### 課題の説明
「Where can the orange」を含む行から「(504, 1047)」を含む行までを、両端の行も含めて一字も変えずに書き写す。

(データセットからの項目)
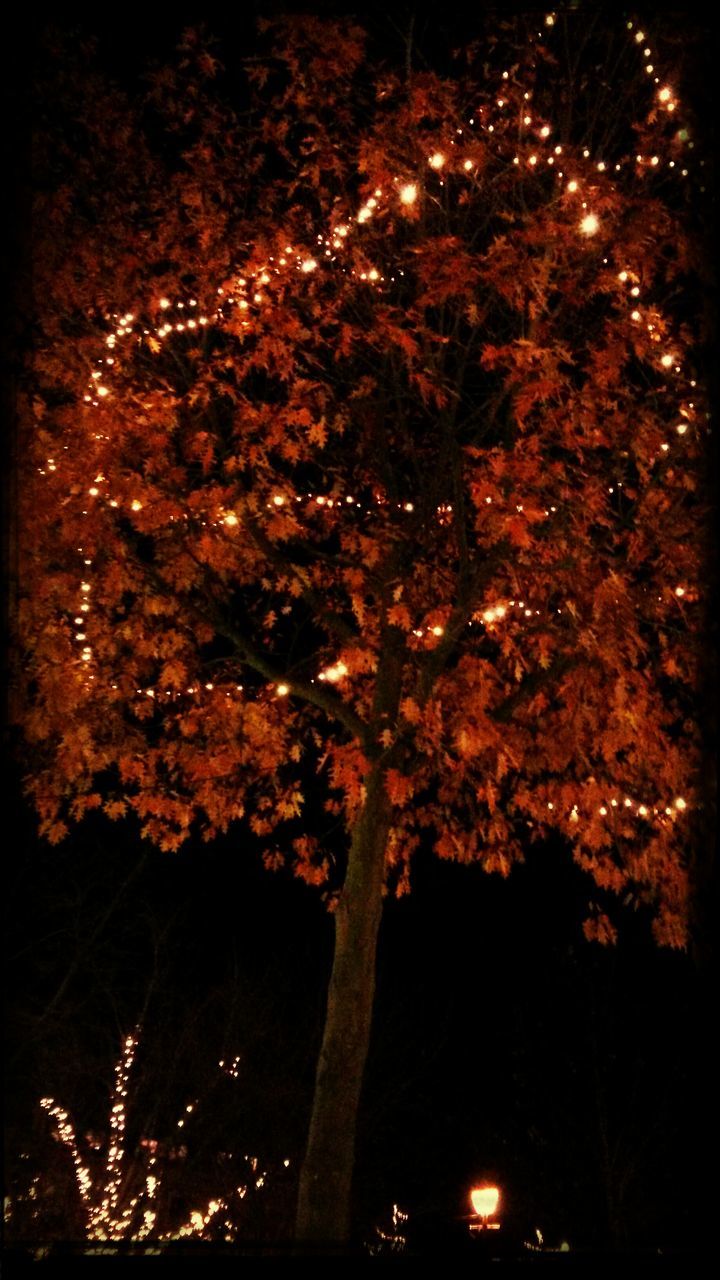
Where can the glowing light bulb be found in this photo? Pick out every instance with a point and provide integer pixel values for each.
(589, 224)
(484, 1201)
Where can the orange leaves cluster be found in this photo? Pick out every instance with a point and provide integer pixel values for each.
(447, 478)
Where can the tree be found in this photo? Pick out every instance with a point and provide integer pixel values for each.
(361, 448)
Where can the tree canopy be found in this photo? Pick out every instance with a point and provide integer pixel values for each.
(363, 444)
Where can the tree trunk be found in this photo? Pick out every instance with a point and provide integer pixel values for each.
(323, 1208)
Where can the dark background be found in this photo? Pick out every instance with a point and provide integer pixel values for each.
(504, 1045)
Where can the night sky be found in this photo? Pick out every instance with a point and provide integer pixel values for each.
(504, 1047)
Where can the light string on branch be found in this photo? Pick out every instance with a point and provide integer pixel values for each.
(577, 179)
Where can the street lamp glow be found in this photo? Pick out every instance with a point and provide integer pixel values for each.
(484, 1201)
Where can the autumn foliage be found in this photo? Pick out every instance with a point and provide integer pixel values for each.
(349, 392)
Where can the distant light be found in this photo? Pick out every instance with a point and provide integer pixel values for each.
(589, 224)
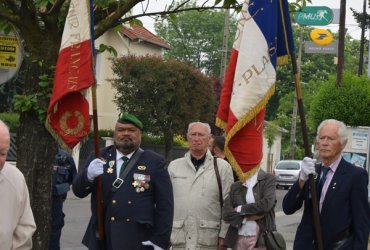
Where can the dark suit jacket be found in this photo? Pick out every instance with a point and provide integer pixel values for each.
(130, 215)
(345, 208)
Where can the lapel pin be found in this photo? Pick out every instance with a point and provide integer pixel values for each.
(141, 167)
(111, 164)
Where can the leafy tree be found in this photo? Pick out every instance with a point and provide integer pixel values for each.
(348, 103)
(40, 24)
(196, 37)
(165, 94)
(314, 67)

### 課題への解答
Where can the orange leaves cluster be found in this photo? Pick out every instance with a point and provide integer pixel values for each.
(447, 478)
Where can the tree be found in this photo? Pick out every instance with a point and provide integer pixel values for each.
(361, 448)
Where can the tree canopy be found in this photo? Pick out every instance with a point and provide integer pixel values for each.
(363, 444)
Where can the tree trunk be found in this photo? Pick out every instance with a point and provide integer pixel values for each.
(323, 1208)
Where can the dark background be found in this photo? Pick out every instance with a point and provide integer pixel values for each.
(504, 1045)
Where can the night sky be found in this photo? Pick out every instance with a point and provide integer pixel values for each.
(504, 1047)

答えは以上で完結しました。